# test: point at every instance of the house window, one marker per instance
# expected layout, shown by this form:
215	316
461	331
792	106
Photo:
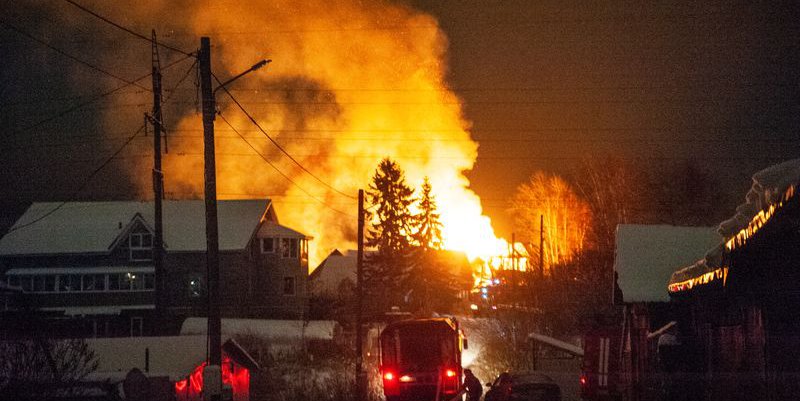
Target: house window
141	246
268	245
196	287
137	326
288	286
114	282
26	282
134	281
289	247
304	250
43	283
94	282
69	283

· · · ·

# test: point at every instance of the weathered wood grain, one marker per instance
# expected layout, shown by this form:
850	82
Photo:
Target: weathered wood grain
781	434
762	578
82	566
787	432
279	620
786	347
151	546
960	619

· · · ·

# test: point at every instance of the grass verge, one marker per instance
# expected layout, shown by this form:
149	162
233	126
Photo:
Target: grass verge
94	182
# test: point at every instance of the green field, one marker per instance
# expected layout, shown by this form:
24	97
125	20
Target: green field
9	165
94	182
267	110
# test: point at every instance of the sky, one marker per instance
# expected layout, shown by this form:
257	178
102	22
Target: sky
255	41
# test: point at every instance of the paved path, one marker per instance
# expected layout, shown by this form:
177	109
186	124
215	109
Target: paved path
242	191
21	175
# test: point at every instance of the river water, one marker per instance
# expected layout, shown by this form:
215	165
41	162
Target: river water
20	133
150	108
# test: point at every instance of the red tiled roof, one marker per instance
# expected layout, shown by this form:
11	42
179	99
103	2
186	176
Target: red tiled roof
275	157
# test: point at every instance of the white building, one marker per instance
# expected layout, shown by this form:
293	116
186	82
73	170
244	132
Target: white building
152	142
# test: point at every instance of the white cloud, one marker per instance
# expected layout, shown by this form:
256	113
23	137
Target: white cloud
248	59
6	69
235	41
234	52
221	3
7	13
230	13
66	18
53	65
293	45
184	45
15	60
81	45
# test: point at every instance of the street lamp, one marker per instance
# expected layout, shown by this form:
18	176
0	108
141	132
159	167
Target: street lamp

· · · ·

Task to complete. Set down word for word the lines between the one holding "# test: point at every instance of the paved" and the one holding "Target: street lamp", both of those lines included.

Solution.
# test: point at every instance of the paved path, one marker per instance
# expected layout, shown by this form:
177	109
186	124
215	109
Target: paved path
242	191
21	175
# test: point at every instance of the river water, one marker per instance
# expected layout, shown by this form:
215	165
41	162
Target: river water
20	133
150	108
# test: point at every instance of the red tiled roof, one marker per instance
# expected layout, shown by this form:
11	42
179	99
103	2
186	176
Target: red tiled roof
275	157
# test: point at every instance of the white building, one marker per instance
# expected layout, shown by this form:
293	116
186	82
73	170
244	132
Target: white building
152	142
# test: point at every instance of the white cloud, one marker per instance
# expected layout, shown by this form:
256	113
23	137
Target: white cloud
248	59
6	69
235	41
234	52
221	3
7	13
230	13
66	18
53	65
293	45
184	45
15	60
81	45
# test: point at every instance of the street lamp, one marker per instance
# expected layout, shown by this form:
18	176
0	108
141	132
159	167
Target: street lamp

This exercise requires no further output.